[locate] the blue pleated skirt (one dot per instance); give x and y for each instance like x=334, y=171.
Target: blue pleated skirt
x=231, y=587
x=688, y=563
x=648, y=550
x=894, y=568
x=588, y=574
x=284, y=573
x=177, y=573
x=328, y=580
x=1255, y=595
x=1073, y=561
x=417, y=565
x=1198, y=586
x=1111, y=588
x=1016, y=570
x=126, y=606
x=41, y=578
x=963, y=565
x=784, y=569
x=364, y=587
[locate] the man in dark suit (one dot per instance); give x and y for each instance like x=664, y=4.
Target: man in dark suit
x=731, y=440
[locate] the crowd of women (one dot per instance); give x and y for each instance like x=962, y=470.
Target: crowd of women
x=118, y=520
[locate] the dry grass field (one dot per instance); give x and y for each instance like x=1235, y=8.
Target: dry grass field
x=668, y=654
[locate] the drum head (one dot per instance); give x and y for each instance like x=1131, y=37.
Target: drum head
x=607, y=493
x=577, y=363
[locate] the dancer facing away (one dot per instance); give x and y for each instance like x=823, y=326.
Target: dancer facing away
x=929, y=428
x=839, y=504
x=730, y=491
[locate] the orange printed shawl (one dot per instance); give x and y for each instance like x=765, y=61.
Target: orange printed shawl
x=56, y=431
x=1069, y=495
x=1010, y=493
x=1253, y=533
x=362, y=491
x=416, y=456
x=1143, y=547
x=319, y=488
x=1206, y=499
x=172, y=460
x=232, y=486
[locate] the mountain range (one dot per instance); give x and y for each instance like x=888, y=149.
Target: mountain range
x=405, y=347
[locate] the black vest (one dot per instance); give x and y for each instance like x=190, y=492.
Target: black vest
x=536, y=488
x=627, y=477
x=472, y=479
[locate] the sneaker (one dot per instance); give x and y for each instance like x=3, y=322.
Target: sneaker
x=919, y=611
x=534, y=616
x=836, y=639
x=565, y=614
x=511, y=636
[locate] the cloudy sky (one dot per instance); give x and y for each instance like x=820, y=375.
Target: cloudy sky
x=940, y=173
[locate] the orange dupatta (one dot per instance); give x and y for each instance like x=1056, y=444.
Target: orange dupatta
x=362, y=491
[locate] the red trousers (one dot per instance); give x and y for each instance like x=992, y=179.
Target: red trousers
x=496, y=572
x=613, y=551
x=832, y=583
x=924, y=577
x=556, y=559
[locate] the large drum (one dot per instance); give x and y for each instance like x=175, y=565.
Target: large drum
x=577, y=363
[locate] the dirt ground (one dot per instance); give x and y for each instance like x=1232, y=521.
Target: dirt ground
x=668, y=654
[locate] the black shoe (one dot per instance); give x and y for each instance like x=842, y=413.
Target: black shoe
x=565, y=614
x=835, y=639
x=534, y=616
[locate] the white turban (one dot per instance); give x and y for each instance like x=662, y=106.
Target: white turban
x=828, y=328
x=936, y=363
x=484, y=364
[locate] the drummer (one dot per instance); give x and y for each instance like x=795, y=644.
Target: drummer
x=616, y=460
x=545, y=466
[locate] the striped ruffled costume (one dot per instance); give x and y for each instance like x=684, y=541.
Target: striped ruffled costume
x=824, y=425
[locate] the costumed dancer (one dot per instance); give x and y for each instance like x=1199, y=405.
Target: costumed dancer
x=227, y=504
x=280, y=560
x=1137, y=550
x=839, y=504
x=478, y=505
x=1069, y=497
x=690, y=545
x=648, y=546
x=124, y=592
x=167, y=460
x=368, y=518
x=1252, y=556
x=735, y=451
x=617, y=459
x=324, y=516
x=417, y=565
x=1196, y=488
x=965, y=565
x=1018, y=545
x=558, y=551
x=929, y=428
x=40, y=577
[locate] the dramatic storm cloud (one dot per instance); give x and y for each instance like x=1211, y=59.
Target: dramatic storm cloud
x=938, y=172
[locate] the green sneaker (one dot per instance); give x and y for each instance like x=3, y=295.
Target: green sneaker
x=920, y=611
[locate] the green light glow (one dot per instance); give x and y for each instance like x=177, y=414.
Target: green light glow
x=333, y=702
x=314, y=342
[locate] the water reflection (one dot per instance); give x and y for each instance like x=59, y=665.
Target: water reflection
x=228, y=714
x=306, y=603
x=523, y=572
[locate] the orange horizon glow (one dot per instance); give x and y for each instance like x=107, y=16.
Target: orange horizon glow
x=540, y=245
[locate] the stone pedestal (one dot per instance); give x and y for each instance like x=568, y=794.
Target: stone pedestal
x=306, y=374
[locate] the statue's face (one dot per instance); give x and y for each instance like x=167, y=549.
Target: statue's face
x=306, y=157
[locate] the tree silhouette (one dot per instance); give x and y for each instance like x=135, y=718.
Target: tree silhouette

Stated goal
Rewrite the lines above as a numbered list, omitting any blank lines.

Exercise solution
1. [locate] the blue pleated skirt (one dot per instance); give x and y for each instance like x=334, y=171.
2. Target: blue pleated skirt
3. x=231, y=587
4. x=688, y=563
5. x=648, y=550
6. x=894, y=568
7. x=588, y=574
8. x=284, y=573
9. x=177, y=573
10. x=328, y=580
11. x=1255, y=595
12. x=1073, y=561
13. x=417, y=565
14. x=1198, y=586
15. x=1111, y=588
16. x=1016, y=570
17. x=126, y=606
18. x=41, y=578
19. x=963, y=565
20. x=784, y=569
21. x=364, y=587
22. [locate] the man in dark suit (one dot per instance); give x and y for each instance like x=664, y=4.
23. Target: man in dark suit
24. x=731, y=440
25. [locate] the crowd of women (one dot per instance); give x and y for each instance like x=962, y=470.
26. Target: crowd of women
27. x=118, y=520
28. [locate] the dry grass field (one dot per instance); give x and y for each instance like x=1235, y=8.
29. Target: dry grass field
30. x=668, y=654
31. [locate] the drum head (one dot per instance); give x and y for each instance like x=1131, y=37.
32. Target: drum head
33. x=607, y=493
34. x=577, y=363
35. [locate] the dancer facing away (one dot per instance); give x and y for each instance like x=823, y=326.
36. Target: dancer facing away
37. x=929, y=428
38. x=839, y=504
39. x=730, y=491
40. [locate] the orange printed shawl (one dot per instance); give x and y for each instance like x=765, y=61.
41. Target: orange printed shawl
42. x=56, y=431
43. x=1069, y=495
44. x=1010, y=493
45. x=1253, y=533
46. x=362, y=491
47. x=416, y=456
48. x=1143, y=547
49. x=319, y=488
50. x=1206, y=499
51. x=172, y=460
52. x=232, y=486
53. [locate] the mountain range (one dot per instance); give x and y for each instance like x=888, y=149.
54. Target: mountain range
55. x=405, y=347
56. [locate] the black vest (one dot per instance); give x and y for each instance like x=190, y=492.
57. Target: black vest
58. x=536, y=488
59. x=627, y=477
60. x=472, y=479
61. [locate] the sneaker (one dot per instance); give x and y for each instance like x=3, y=322.
62. Target: sneaker
63. x=919, y=611
64. x=534, y=616
65. x=836, y=639
66. x=565, y=614
67. x=511, y=636
68. [locate] the cloudy sky (one dot per instance); give x and y for each instance like x=820, y=375.
69. Target: cloudy sky
70. x=940, y=173
71. [locate] the orange dupatta (one dot per instance); give x and y for each instance like x=1056, y=444.
72. Target: orange dupatta
73. x=362, y=491
74. [locate] the red trousers (one dot per instance); give x and y for each instance like x=992, y=179.
75. Target: red trousers
76. x=496, y=572
77. x=613, y=551
78. x=832, y=583
79. x=924, y=577
80. x=556, y=559
81. [locate] the large drum (one dot per instance); give x and y for each instance like x=175, y=565.
82. Target: large drum
83. x=577, y=363
84. [locate] the dirt ground (one dot per instance); give x and y for each instance like x=1232, y=521.
85. Target: dirt ground
86. x=668, y=654
87. [locate] the black shoe (one dot per instance); give x and y for each instance like x=842, y=413.
88. Target: black shoe
89. x=565, y=614
90. x=835, y=639
91. x=534, y=616
92. [locate] the white turban (one dot per instance); give x and y for each instance like x=662, y=106.
93. Target: white turban
94. x=828, y=328
95. x=936, y=363
96. x=484, y=364
97. [locate] the drummer (one dot per instance); give x and y for each instance like x=795, y=644.
98. Target: drummer
99. x=616, y=460
100. x=545, y=466
101. [locate] the striped ruffled costume (one dot per instance); give x and y for each instance like x=684, y=541.
102. Target: striped ruffled costume
103. x=824, y=425
104. [locate] the costumed dancer (one dot per instance); give x and y for each instance like x=1199, y=405.
105. Target: costumed dancer
106. x=227, y=504
107. x=280, y=560
108. x=1137, y=550
109. x=839, y=504
110. x=478, y=505
111. x=1069, y=497
112. x=690, y=545
113. x=648, y=546
114. x=124, y=592
115. x=167, y=460
116. x=368, y=518
117. x=1252, y=556
118. x=735, y=451
119. x=617, y=459
120. x=324, y=516
121. x=417, y=565
122. x=1196, y=488
123. x=965, y=565
124. x=1018, y=545
125. x=558, y=551
126. x=929, y=428
127. x=40, y=577
128. [locate] the dramatic storm cloud (one dot per instance); give x and y for each instance like x=1211, y=59.
129. Target: dramatic storm cloud
130. x=938, y=172
131. [locate] the green sneaker (one dot per instance); give x and y for each instance like x=3, y=295.
132. Target: green sneaker
133. x=920, y=611
134. [locate] the green light glow (one dot per instance); give x and y for each instance like x=177, y=414.
135. Target: green light glow
136. x=333, y=702
137. x=314, y=342
138. [locate] the water reflection (one dot per instance); give x and y for each instance like x=59, y=665.
139. Target: water reflection
140. x=228, y=714
141. x=306, y=603
142. x=523, y=572
143. [locate] the orange horizon glow (one dot per instance); give x and y for each instance like x=107, y=16.
144. Target: orange horizon glow
145. x=540, y=245
146. [locate] the stone pedestal (one dot per instance); give x and y for each instance like x=568, y=794.
147. Target: stone pedestal
148. x=306, y=374
149. [locate] the statue's face (one dot per instance); give x and y for each instance like x=167, y=549.
150. Target: statue's face
151. x=306, y=157
152. [locate] the tree silhouette (one dot per instance); give x and y for each instance like x=135, y=718.
153. Target: tree silhouette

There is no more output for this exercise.